#### WHAT THE TASK REQUIRES
Rewrite the rows below, replacing "drop a point" with "place a marker" wherever it occurs and leaving everything else unchanged.

#### GIVEN RECORDS
## start
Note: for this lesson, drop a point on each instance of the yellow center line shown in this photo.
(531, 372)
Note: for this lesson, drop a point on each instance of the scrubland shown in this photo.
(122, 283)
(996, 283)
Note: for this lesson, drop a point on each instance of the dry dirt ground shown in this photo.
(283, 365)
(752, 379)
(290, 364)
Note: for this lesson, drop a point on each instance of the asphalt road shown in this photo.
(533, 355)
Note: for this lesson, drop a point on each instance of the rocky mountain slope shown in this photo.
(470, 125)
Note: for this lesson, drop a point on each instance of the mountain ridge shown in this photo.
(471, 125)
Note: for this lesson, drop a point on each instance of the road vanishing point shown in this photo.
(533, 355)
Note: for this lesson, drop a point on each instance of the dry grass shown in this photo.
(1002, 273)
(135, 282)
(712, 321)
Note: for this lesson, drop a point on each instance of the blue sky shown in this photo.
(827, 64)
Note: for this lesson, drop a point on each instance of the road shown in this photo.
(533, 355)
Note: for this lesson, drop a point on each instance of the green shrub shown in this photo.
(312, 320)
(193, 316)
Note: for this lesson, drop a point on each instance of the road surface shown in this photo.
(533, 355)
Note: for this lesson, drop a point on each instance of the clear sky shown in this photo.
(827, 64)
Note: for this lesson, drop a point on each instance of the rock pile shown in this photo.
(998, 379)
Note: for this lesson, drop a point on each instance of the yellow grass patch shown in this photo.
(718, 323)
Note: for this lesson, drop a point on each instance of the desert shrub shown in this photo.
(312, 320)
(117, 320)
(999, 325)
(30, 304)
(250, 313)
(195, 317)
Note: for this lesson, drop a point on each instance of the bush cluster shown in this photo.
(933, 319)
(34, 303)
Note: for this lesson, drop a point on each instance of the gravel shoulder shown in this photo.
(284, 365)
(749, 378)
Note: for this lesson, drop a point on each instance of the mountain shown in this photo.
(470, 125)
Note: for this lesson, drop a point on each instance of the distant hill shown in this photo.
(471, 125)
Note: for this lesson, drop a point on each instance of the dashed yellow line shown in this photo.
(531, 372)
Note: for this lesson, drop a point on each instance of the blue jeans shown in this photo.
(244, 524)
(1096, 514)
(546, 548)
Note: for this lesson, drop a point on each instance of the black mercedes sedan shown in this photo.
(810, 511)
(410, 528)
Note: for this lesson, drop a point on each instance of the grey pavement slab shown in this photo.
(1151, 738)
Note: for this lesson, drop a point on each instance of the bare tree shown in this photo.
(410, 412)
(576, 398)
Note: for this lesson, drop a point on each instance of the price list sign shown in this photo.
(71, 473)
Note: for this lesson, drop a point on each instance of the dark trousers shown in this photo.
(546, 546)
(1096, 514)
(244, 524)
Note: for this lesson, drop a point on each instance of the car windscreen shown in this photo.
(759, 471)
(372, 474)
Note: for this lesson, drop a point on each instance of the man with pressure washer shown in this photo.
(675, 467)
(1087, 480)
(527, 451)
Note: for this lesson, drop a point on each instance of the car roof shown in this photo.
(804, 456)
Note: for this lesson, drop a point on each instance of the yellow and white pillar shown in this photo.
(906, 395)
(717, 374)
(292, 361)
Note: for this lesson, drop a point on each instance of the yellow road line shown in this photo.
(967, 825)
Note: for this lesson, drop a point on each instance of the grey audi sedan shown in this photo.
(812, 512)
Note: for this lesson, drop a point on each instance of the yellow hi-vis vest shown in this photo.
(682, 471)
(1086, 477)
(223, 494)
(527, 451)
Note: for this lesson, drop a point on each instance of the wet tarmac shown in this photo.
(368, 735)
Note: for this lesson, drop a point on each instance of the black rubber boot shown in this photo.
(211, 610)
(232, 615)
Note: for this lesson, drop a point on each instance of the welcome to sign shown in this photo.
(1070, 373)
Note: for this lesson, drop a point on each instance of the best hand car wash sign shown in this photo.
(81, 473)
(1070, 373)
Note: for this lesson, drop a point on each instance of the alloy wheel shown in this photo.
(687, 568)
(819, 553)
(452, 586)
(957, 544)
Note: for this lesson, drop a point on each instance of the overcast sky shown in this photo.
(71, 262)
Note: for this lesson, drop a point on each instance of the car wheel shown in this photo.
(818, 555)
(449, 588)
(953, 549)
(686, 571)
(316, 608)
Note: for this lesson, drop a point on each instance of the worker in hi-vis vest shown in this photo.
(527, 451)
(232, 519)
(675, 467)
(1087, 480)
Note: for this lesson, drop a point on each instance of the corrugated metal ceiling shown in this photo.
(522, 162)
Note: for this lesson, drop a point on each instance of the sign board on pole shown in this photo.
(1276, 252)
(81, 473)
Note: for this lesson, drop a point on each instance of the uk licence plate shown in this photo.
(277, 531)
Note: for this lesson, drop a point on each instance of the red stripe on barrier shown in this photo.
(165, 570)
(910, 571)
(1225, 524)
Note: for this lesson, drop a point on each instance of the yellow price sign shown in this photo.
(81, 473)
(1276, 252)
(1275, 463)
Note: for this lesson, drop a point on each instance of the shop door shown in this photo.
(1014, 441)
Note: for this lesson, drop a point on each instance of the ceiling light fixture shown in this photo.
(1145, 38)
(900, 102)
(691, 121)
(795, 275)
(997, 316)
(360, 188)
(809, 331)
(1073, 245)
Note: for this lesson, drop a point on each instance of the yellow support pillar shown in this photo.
## end
#### CORRECT ANSWER
Note: for this lesson, place a marker on each instance of the yellow center line shown in this photo.
(531, 372)
Note: for this lesson, place a marker on each instance of the scrubland shown in this photo.
(122, 283)
(996, 283)
Note: for this lesson, place a marker on each instance of the dry dirt ground shown in this photo.
(283, 365)
(752, 379)
(290, 364)
Note: for this lesson, place a marker on each instance of the asphalt road shown in this photo.
(533, 355)
Note: for this lesson, place a marker on each instance of the rocky mountain slope shown in this photo.
(470, 125)
Note: for this lesson, place a marker on each instance of the mountain ridge shown in this photo.
(471, 125)
Note: for this lesson, place a marker on each instance of the road vanishing point shown in this photo.
(533, 355)
Note: for this lesson, place a marker on each instance of the dry grass shown in this photo.
(1002, 273)
(135, 282)
(712, 321)
Note: for this lesson, place a marker on each instance of the blue sky shown in this photo.
(827, 64)
Note: for this lesson, place a marker on each instance of the road shown in this photo.
(533, 355)
Note: for this lesson, place a marker on each instance of the green shrub shown in this photo.
(312, 320)
(193, 316)
Note: for this lesson, place a marker on each instance of the road surface shown in this photo.
(533, 355)
Note: for this lesson, place a marker on each instance of the clear sky shown in this photo.
(827, 64)
Note: for this lesson, place a marker on each instance of the rock pile shown in this photo.
(998, 379)
Note: for this lesson, place a marker on each instance of the yellow grass patch shown in this photo.
(718, 323)
Note: for this lesson, place a marker on each instance of the desert shrub shown in this photo.
(312, 320)
(117, 320)
(999, 325)
(30, 304)
(250, 313)
(195, 317)
Note: for this lesson, place a marker on each instance of the bush cluster shown in this photo.
(933, 319)
(34, 303)
Note: for this lesson, place a marker on each instance of the gravel shoulder shown in this photo.
(284, 365)
(749, 378)
Note: for this lesson, place a marker on each instance of the mountain shown in this photo.
(470, 125)
Note: for this lesson, place a marker on each instance of the distant hill shown in this photo.
(471, 125)
Note: for this lesson, place a marker on each instance of the dashed yellow line shown in this photo.
(531, 372)
Note: for this lesson, place a marker on each instance of the blue jeans shown in this photo.
(244, 524)
(1096, 514)
(546, 548)
Note: for this lesson, place a marker on each instance of the black mercedes sedan shown in this photo.
(810, 511)
(410, 528)
Note: for this lesson, place a marker on each instance of the grey pavement slab shown in this photo.
(1151, 738)
Note: for this lesson, place a marker on each instance of the bare tree shown in this photo.
(410, 412)
(576, 398)
Note: for this lesson, place a marker on each instance of the price list sign shown in this photo.
(71, 473)
Note: for this lesson, place a marker on each instance of the dark trousers shown in this photo.
(546, 546)
(1096, 514)
(244, 524)
Note: for this lesson, place a marker on each instance of the car windscreen shown in this photo.
(759, 471)
(372, 474)
Note: for this lesson, place a marker on each instance of the man with pressure washer shown in this photo.
(675, 467)
(1087, 480)
(527, 451)
Note: for this lesson, place a marker on each instance of the car roof shown in this photo.
(804, 456)
Note: for this lesson, place a marker on each instance of the yellow and white pillar shown in this photo.
(906, 395)
(717, 374)
(292, 361)
Note: for this lesson, place a marker on each instance of the yellow road line shown in this photo.
(967, 825)
Note: for this lesson, place a marker on each instance of the grey audi sedan shown in this photo.
(812, 512)
Note: for this lesson, place a marker on each instance of the yellow hi-vis vest shown in this photo.
(682, 471)
(1086, 477)
(223, 494)
(527, 451)
Note: for this lesson, place a marker on each instance of the wet tarmac shown in this photo.
(368, 735)
Note: for this lesson, place a marker on each instance of the black rubber boot shown in this photo.
(211, 610)
(232, 615)
Note: for this lesson, place a marker on each instance of the welcome to sign shown in this photo.
(1070, 373)
Note: for this lesson, place a marker on each instance of the best hand car wash sign shown in this photo.
(81, 473)
(1070, 373)
Note: for this lesson, place a marker on each instance of the alloy wheel shown in this photo.
(687, 568)
(819, 553)
(452, 586)
(957, 544)
Note: for this lesson, place a marker on each instance of the overcast sky shown in this photo.
(71, 262)
Note: for this lesson, place a marker on each instance of the car wheel shown in this photo.
(818, 555)
(449, 588)
(953, 549)
(686, 571)
(316, 608)
Note: for this lesson, place a marker on each instance of the worker in hi-vis vest shown in this photo.
(527, 451)
(232, 519)
(675, 467)
(1087, 480)
Note: for this lesson, place a marker on each instance of the corrugated metal ceiling shown in this photo.
(522, 162)
Note: for this lesson, place a marker on each instance of the sign board on pole shown in this photo.
(1276, 252)
(81, 473)
Note: for this lesson, place a marker on each instance of the uk licence plate shown in this photo.
(277, 531)
Note: for this lesson, place a marker on each instance of the red stripe on barrier shown in this photo.
(165, 570)
(910, 571)
(1225, 524)
Note: for this lesson, place a marker on each instance of the yellow price sign shown in this photo.
(81, 473)
(1276, 252)
(1275, 463)
Note: for this lesson, place a marker on each instance of the shop door shown in this photo.
(1014, 441)
Note: for this lesson, place a marker on each instance of the ceiling light fixture shown in this photo.
(1145, 38)
(900, 102)
(691, 121)
(795, 275)
(997, 316)
(360, 188)
(809, 331)
(1073, 245)
Note: for this lesson, place a marker on each instance of the yellow support pillar shown in this photo.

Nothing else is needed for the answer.